### Prompt
Each entry below should be printed exactly, with every image left out.

Source data
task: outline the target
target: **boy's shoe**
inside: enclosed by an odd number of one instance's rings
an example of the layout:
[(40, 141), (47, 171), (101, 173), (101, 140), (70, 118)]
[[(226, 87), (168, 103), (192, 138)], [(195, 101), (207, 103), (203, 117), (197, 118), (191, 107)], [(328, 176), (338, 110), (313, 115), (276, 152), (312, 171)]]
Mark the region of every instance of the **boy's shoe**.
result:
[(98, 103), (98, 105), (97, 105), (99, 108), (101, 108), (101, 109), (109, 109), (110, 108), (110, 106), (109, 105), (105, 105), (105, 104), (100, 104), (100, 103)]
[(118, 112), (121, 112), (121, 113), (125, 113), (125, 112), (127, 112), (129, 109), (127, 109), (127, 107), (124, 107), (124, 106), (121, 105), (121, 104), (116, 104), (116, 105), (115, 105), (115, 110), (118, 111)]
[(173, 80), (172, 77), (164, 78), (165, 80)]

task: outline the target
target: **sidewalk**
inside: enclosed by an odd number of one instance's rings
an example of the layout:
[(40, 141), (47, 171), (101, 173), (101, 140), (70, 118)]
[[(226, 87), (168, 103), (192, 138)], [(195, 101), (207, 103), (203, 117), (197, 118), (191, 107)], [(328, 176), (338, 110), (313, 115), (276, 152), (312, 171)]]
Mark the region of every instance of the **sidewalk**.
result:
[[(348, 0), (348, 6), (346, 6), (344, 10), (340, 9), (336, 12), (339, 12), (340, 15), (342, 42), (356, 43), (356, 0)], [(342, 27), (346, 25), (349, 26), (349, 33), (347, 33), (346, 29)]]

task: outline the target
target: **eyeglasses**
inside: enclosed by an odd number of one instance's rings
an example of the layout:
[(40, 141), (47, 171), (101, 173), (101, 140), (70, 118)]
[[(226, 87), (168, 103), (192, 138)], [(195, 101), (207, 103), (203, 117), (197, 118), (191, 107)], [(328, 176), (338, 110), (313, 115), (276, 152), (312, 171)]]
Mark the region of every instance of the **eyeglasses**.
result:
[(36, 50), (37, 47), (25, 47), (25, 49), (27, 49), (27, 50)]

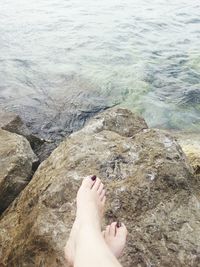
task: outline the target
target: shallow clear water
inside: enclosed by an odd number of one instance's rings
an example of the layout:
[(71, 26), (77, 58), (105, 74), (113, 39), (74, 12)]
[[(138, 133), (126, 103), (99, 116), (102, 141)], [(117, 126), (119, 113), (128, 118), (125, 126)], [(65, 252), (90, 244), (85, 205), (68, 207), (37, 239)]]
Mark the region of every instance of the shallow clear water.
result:
[(200, 1), (1, 0), (0, 106), (61, 111), (80, 94), (198, 131)]

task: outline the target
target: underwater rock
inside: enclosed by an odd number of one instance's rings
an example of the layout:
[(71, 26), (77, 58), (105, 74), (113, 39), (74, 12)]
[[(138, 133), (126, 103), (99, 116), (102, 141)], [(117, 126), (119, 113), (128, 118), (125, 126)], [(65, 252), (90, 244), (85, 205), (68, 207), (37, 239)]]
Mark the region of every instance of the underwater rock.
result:
[(39, 143), (32, 142), (26, 135), (41, 162), (63, 138), (114, 105), (108, 94), (90, 80), (76, 74), (64, 75), (61, 80), (54, 89), (48, 84), (47, 88), (41, 87), (31, 93), (22, 90), (23, 94), (17, 98), (0, 97), (0, 107), (18, 114), (31, 132), (31, 138), (38, 138)]
[(0, 214), (28, 184), (37, 162), (24, 137), (0, 129)]
[(183, 105), (195, 105), (200, 104), (200, 88), (194, 87), (184, 92), (181, 104)]
[(55, 144), (47, 155), (89, 118), (113, 106), (108, 95), (91, 81), (76, 75), (65, 78), (54, 90), (40, 88), (31, 96), (0, 98), (0, 106), (18, 114), (33, 135)]
[(143, 130), (142, 119), (135, 133), (129, 111), (98, 116), (53, 151), (1, 217), (0, 264), (67, 266), (76, 193), (96, 174), (107, 190), (104, 223), (120, 220), (129, 231), (123, 266), (198, 266), (200, 183), (181, 147), (164, 131)]

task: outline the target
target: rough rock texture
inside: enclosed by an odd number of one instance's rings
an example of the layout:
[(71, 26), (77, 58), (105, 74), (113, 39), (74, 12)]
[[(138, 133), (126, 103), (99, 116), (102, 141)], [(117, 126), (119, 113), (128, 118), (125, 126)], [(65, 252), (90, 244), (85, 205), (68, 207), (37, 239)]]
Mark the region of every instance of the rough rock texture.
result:
[(26, 137), (33, 146), (35, 146), (35, 142), (42, 142), (42, 140), (31, 134), (22, 119), (13, 112), (0, 110), (0, 128)]
[(0, 128), (25, 137), (30, 135), (30, 131), (21, 118), (13, 112), (0, 110)]
[(0, 214), (27, 185), (37, 161), (24, 137), (0, 129)]
[(176, 137), (195, 173), (200, 175), (200, 134), (178, 133)]
[(110, 112), (62, 142), (3, 214), (0, 264), (64, 266), (77, 189), (97, 174), (108, 191), (105, 223), (119, 219), (129, 230), (123, 266), (199, 266), (200, 185), (181, 147), (143, 124), (135, 134), (128, 111)]
[(82, 133), (83, 131), (89, 134), (109, 130), (130, 137), (147, 128), (148, 126), (145, 120), (130, 110), (112, 108), (103, 113), (99, 113), (86, 123), (84, 129), (82, 129)]
[(41, 146), (44, 147), (45, 141), (33, 135), (17, 114), (0, 110), (0, 128), (24, 136), (41, 161), (45, 158), (44, 152), (41, 151)]

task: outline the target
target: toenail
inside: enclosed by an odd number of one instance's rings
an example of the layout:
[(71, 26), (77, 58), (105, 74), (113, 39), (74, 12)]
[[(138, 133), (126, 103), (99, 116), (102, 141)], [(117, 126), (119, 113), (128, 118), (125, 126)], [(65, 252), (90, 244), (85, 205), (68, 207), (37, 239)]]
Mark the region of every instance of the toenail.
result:
[(117, 228), (120, 228), (122, 226), (122, 224), (120, 222), (117, 222), (116, 226), (117, 226)]
[(95, 181), (95, 180), (97, 179), (96, 175), (93, 175), (93, 176), (91, 177), (91, 179), (92, 179), (92, 181)]

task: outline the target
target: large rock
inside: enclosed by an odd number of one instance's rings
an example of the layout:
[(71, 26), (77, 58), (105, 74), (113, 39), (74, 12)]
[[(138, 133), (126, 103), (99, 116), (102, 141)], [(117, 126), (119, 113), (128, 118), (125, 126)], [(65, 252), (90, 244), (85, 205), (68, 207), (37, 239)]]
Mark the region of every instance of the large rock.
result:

### Your solution
task: outline the target
target: **boy's shoe**
inside: enclosed by an odd number of one instance's rings
an example of the layout:
[(40, 141), (47, 171), (101, 173), (101, 140), (70, 118)]
[[(226, 87), (168, 103), (192, 138)], [(195, 101), (207, 103), (203, 117), (197, 118), (191, 107)], [(328, 176), (338, 110), (313, 115), (276, 152), (312, 171)]]
Mark the region of every instance of the **boy's shoe**.
result:
[(98, 103), (98, 105), (97, 105), (99, 108), (101, 108), (101, 109), (109, 109), (110, 108), (110, 106), (109, 105), (105, 105), (105, 104), (100, 104), (100, 103)]
[(118, 112), (121, 112), (121, 113), (125, 113), (125, 112), (127, 112), (129, 109), (127, 109), (127, 107), (124, 107), (124, 106), (121, 105), (121, 104), (116, 104), (116, 105), (115, 105), (115, 110), (118, 111)]
[(173, 80), (172, 77), (164, 78), (165, 80)]

task: outline the target
target: **sidewalk**
inside: enclosed by an odd number of one instance's rings
an example of the layout:
[(40, 141), (47, 171), (101, 173), (101, 140), (70, 118)]
[[(226, 87), (168, 103), (192, 138)], [(195, 101), (207, 103), (203, 117), (197, 118), (191, 107)], [(328, 176), (338, 110), (313, 115), (276, 152), (312, 171)]]
Mark the region of every instance of the **sidewalk**.
result:
[[(348, 0), (348, 6), (346, 6), (344, 10), (340, 9), (336, 12), (339, 12), (340, 15), (342, 42), (356, 43), (356, 0)], [(342, 27), (346, 25), (349, 26), (349, 33), (347, 33), (346, 29)]]

task: outline the target
target: **eyeglasses**
inside: enclosed by an odd number of one instance's rings
an example of the layout:
[(40, 141), (47, 171), (101, 173), (101, 140), (70, 118)]
[[(226, 87), (168, 103), (192, 138)], [(195, 101), (207, 103), (203, 117), (197, 118), (191, 107)], [(328, 176), (338, 110), (313, 115), (276, 152), (312, 171)]]
Mark the region of every instance of the **eyeglasses**.
result:
[(36, 50), (37, 47), (25, 47), (25, 49), (27, 49), (27, 50)]

task: outline the target
target: shallow clear water
inside: enclosed by an odd number of one instance's rings
an example of the layout:
[(71, 26), (77, 58), (105, 74), (113, 39), (74, 12)]
[[(138, 133), (126, 103), (99, 116), (102, 141)], [(117, 126), (119, 113), (128, 118), (125, 126)], [(65, 252), (90, 244), (85, 205), (68, 207), (37, 239)]]
Mark the region of every instance of the shallow clear water.
result:
[(200, 1), (1, 0), (0, 106), (61, 111), (80, 94), (198, 131)]

task: outline the target
target: underwater rock
inside: enclosed by an odd number of one instance's rings
an example of the layout:
[(71, 26), (77, 58), (105, 74), (113, 39), (74, 12)]
[[(138, 133), (126, 103), (99, 116), (102, 141)], [(117, 126), (119, 113), (128, 118), (125, 126)], [(65, 252), (90, 244), (85, 205), (68, 207), (37, 239)]]
Mark the region of every instance of the underwater rock.
result:
[(39, 143), (32, 142), (26, 135), (41, 162), (63, 138), (114, 105), (108, 94), (90, 80), (76, 74), (64, 75), (61, 80), (54, 89), (48, 84), (47, 88), (41, 87), (31, 93), (22, 90), (23, 94), (17, 98), (0, 97), (0, 107), (18, 114), (31, 132), (31, 138), (38, 138)]
[(0, 214), (28, 184), (37, 162), (24, 137), (0, 129)]
[(183, 105), (195, 105), (200, 104), (200, 88), (194, 87), (184, 92), (181, 104)]
[(55, 144), (47, 155), (89, 118), (113, 106), (108, 95), (91, 81), (76, 75), (65, 78), (54, 90), (40, 88), (31, 96), (0, 98), (0, 106), (18, 114), (33, 135)]
[(143, 130), (142, 119), (135, 133), (129, 111), (98, 116), (53, 151), (1, 217), (0, 264), (67, 266), (76, 193), (96, 174), (107, 190), (104, 223), (120, 220), (129, 231), (123, 266), (198, 266), (200, 183), (181, 147), (164, 131)]

task: outline the target
target: rough rock texture
inside: enclosed by an odd number of one instance's rings
an example of the layout:
[(71, 26), (77, 58), (105, 74), (113, 39), (74, 12)]
[[(138, 133), (126, 103), (99, 116), (102, 141)], [(117, 126), (119, 113), (128, 118), (125, 126)], [(65, 252), (90, 244), (85, 205), (68, 207), (37, 239)]]
Mark the region of every instance of the rough rock texture.
result:
[(26, 137), (33, 146), (35, 146), (35, 142), (42, 142), (42, 140), (31, 134), (22, 119), (13, 112), (0, 110), (0, 128)]
[(0, 128), (25, 137), (30, 135), (30, 131), (21, 118), (13, 112), (0, 110)]
[(0, 214), (27, 185), (37, 161), (24, 137), (0, 129)]
[(176, 137), (195, 173), (200, 175), (200, 134), (178, 133)]
[(110, 112), (62, 142), (3, 214), (0, 264), (64, 266), (77, 189), (97, 174), (108, 191), (105, 223), (119, 219), (129, 230), (123, 266), (199, 266), (200, 185), (181, 147), (143, 124), (135, 134), (128, 111)]
[(82, 133), (83, 131), (89, 134), (109, 130), (130, 137), (147, 128), (148, 126), (145, 120), (130, 110), (112, 108), (103, 113), (99, 113), (86, 123), (84, 129), (82, 129)]
[(41, 146), (44, 147), (45, 141), (33, 135), (17, 114), (0, 110), (0, 128), (24, 136), (41, 161), (45, 158), (44, 152), (41, 151)]

task: outline the target
target: toenail
inside: enclosed by an odd number of one instance's rings
an example of the layout:
[(71, 26), (77, 58), (105, 74), (113, 39), (74, 12)]
[[(138, 133), (126, 103), (99, 116), (102, 141)], [(117, 126), (119, 113), (128, 118), (125, 126)], [(65, 252), (90, 244), (85, 205), (68, 207), (37, 239)]]
Mark the region of every instance of the toenail.
result:
[(117, 228), (120, 228), (122, 226), (122, 224), (120, 222), (117, 222), (116, 226), (117, 226)]
[(95, 181), (95, 180), (97, 179), (96, 175), (93, 175), (93, 176), (91, 177), (91, 179), (92, 179), (92, 181)]

task: outline the target
target: large rock
inside: enclosed by an odd number of one instance's rings
an example of the layout:
[(71, 26), (77, 58), (105, 74), (113, 39), (74, 12)]
[[(138, 133), (126, 103), (99, 116), (102, 141)], [(117, 126), (119, 113), (128, 118), (125, 126)], [(65, 252), (90, 244), (85, 205), (68, 207), (37, 239)]]
Mark the region of every instance of the large rock.
result:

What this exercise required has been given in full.